(Records)

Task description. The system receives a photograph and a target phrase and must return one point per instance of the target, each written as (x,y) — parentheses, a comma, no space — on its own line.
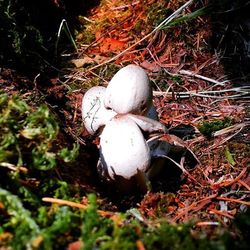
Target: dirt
(219,189)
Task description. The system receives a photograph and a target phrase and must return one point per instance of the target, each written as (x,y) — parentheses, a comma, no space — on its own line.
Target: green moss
(208,127)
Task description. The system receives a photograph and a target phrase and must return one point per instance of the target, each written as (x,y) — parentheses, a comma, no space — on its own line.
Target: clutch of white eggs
(132,135)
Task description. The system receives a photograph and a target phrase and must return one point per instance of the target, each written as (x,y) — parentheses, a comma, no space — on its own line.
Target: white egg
(123,149)
(94,113)
(129,91)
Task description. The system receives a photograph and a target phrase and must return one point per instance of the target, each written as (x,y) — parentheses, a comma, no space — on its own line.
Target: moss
(208,127)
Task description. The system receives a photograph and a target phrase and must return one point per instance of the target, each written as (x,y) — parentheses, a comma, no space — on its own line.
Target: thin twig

(End Records)

» **What is expected**
Extract all the entries word for word; omit any pictures.

» **Answer**
Task description. The system receives a photograph and a target phrase and must return one point per instance of the target, each written as (x,y) — parentheses, a comma, no space — on its own line.
Target: dirt
(219,189)
Task description. The system receives a photograph and a target phrase and must return one point per instance of the target, each written as (x,y) — parentheses, a comma, no space — on its own line.
Target: green moss
(208,127)
Task description. The system receives a photograph and a target phrase and must return one point per instance of the target, each written as (x,y) — parentheses, a comma, no space — on its own line.
Target: clutch of white eggs
(132,135)
Task description. The system receives a photograph and a target phrase and must return one point per instance of the target, each written as (x,y) — parentheses, a comma, no space — on its own line.
Target: white egg
(123,149)
(94,113)
(129,91)
Task description. The system receives a photograph and a target phrase and must return one point per instance of the target, each written as (x,y) — parentheses, a comma, no space — on its own line.
Target: moss
(208,127)
Task description. The system receives a photograph and a target phrase and must return one point per instance of the target, each written as (x,y) — parentheses, a comma, no space — on its own line.
Target: thin twig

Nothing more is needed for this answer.